Task ::
Repeat each line of the listing exactly as written.

Entries provided ::

┏━━

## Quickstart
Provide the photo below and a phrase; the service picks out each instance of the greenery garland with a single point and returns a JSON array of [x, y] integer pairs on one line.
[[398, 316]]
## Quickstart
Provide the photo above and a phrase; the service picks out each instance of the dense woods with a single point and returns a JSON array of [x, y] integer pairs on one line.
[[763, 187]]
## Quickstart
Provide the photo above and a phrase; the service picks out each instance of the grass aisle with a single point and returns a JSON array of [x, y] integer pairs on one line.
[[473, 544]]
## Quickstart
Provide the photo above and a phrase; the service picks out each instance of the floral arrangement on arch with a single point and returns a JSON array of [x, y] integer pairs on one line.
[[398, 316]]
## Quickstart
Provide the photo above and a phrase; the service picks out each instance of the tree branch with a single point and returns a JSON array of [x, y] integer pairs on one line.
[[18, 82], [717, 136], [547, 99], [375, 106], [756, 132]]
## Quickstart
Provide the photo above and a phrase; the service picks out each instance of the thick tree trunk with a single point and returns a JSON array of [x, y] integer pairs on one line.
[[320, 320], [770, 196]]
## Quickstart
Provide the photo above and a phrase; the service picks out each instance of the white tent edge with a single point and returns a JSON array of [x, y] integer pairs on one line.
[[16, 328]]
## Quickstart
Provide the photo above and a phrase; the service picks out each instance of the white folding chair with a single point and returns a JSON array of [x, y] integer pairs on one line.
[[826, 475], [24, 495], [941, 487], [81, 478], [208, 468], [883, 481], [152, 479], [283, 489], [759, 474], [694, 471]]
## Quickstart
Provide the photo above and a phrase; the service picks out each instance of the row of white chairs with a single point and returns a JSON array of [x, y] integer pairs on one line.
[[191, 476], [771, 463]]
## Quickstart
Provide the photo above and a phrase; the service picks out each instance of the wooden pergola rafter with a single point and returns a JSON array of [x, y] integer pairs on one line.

┗━━

Output below ::
## Quickstart
Provide the photo below and a phrase; the service picks out each instance of the greenery garland with a single point and returns a JSON array of [x, y] integer pairs on one line.
[[398, 316]]
## Quickstart
Provide the photo above and a phrase; the service picks out each instance of the dense woods with a single point and returns a JSON array of [x, y] integer pairs on one line.
[[763, 187]]
## Quickstart
Provide the photo above and a phrase; the service picks out each instance of the grass aisle with a single point and returns a JSON array of [x, y] integer pairs on one line.
[[473, 544]]
## Quickstart
Provide the photo above and a phrase; the service picks out each instance of the floral arrangement on arch with a single point and returns a JSON array of [x, y] integer pairs on one line.
[[398, 316]]
## Quickstart
Provide the photo above and a phrase; the service picks out each instance of the tree branch with a single point and returns a JSON array of [x, y] integer pairs on one line.
[[18, 82], [717, 136], [547, 99], [375, 106], [756, 132]]
## Quickstart
Provide the photo above and a phrase; the service picks out each instance of the thick tree trunk with a single point and returns a JSON array of [x, y] integer pairs on one line.
[[320, 320], [770, 196]]
## Quickstart
Provide the photo above and a phrase; the service picks out each instance of the white tent edge with a single point and returns a JSON array of [x, y] integer pairs on one line.
[[16, 328]]
## Quickstart
Provide the photo above and a phrase; the service picks out each instance of the white folding chair with a single point and returns a JSON array of [x, y] integer pairs on one line.
[[826, 475], [24, 495], [941, 487], [81, 478], [208, 468], [883, 481], [152, 479], [283, 489], [759, 474], [694, 471]]
## Quickstart
Provide the photo above and a phrase; the service picks out each instance of the row of white chairs with a single point and returns a JSON array of [x, y] integer pairs on one line.
[[191, 476], [771, 463]]
## Quickstart
Provide the photo above and a phrase; the service picks out each instance of the wooden pergola rafter with a single point and returns a JSON array of [x, y] integer pairs on one line.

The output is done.